朝からDQN

 木曜は1週間のうちで最も憂鬱な日であって、その理由は、「オーラル、会話がつらい」、「経済学、よくわからん」、「教養原論、第3志望の科目」という3つなのだが、その憂鬱な朝、いつものように、いや、いつも以上に混んだバス停の前*1に並んんでいると、目の前の女の子の携帯が鳴っている。まぁ、そんなことは日常茶飯事、どうでも良いことなのだが、その子が「今? 列の前の方」、「ああ、うん、おいでおいで」などと言い始めると問題は変わってくる。
 おいおい、割り込ませるのかよ。そう思ってると、案の定、女の子がてくてくとやってきて、自然な感じに前に収まる。それだけで治まればまだ良いのだが、なんと、もう一人男の子がやってくるではないか。
 いやいや、山倉さん、2人くらい良いじゃないですか、と言えるのはあの状況を見てないからで、次のバスが授業開始時間すれすれに着くかどうか的状況なだけに、後ろにずらーっと並ぶ方々を無視したその行為は癇に障るのですよ。
 義憤に駆られたと言っても良い心境だったのですが、私はヘタレなので、注意も何もすることなく、普通に乗り込んだのですが、バスの中でも最初に並んでた女の子が良い感じなDQN具合を見せつけてくれて、吊革につかまってるくせに、ちょっとバスが揺れたとたん、ウワッとか言いながら、倒れ込んでくる。
 いやいや、山倉さん、女の子が倒れ込んでくるなんてラッキーじゃないですか、等という輩がいたら、それはその状況を見てないからで、「倒れ込んだ」という言い方をすればまだ可愛いが、あの状況を的確に描写するなら「倒れ込みつつ、山倉のみぞおちにエルボーを入れた」ということになる。

### 保存データ
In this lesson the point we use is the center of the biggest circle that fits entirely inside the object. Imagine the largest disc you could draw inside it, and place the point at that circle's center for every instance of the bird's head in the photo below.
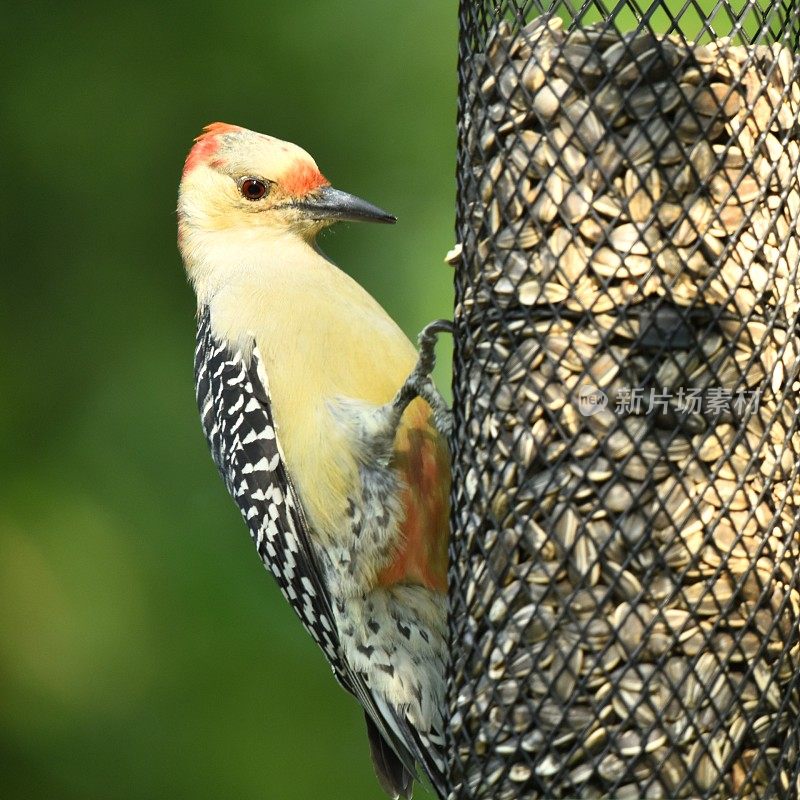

### 解くべき問題
• A. 本文について、次の問いにそれぞれ答えよ。
(i) 木曜の憂鬱の理由のうち、「第3志望の科目」とされているのは何か。
(ii) 最初の女の子に続いて、列の前にさらにやってきたのは誰か。
(iii) 女の子は倒れ込みつつ、山倉のどこにエルボーを入れたか。
• B. 本文で、木曜が1週間のうちで最も憂鬱な日である理由として挙げられているものをすべて書き出せ。
• C. 本文の「義憤に駆られたと言っても良い」から「を入れた」ということになる。」までを、一字も変えずに書き写せ。

### 各問の解答
• A.
(i) 教養原論
(ii) もう一人の男の子
(iii) みぞおち

• B.
「オーラル、会話がつらい」
「経済学、よくわからん」
「教養原論、第3志望の科目」

• C.
義憤に駆られたと言っても良い心境だったのですが、私はヘタレなので、注意も何もすることなく、普通に乗り込んだのですが、バスの中でも最初に並んでた女の子が良い感じなDQN具合を見せつけてくれて、吊革につかまってるくせに、ちょっとバスが揺れたとたん、ウワッとか言いながら、倒れ込んでくる。
 いやいや、山倉さん、女の子が倒れ込んでくるなんてラッキーじゃないですか、等という輩がいたら、それはその状況を見てないからで、「倒れ込んだ」という言い方をすればまだ可愛いが、あの状況を的確に描写するなら「倒れ込みつつ、山倉のみぞおちにエルボーを入れた」ということになる。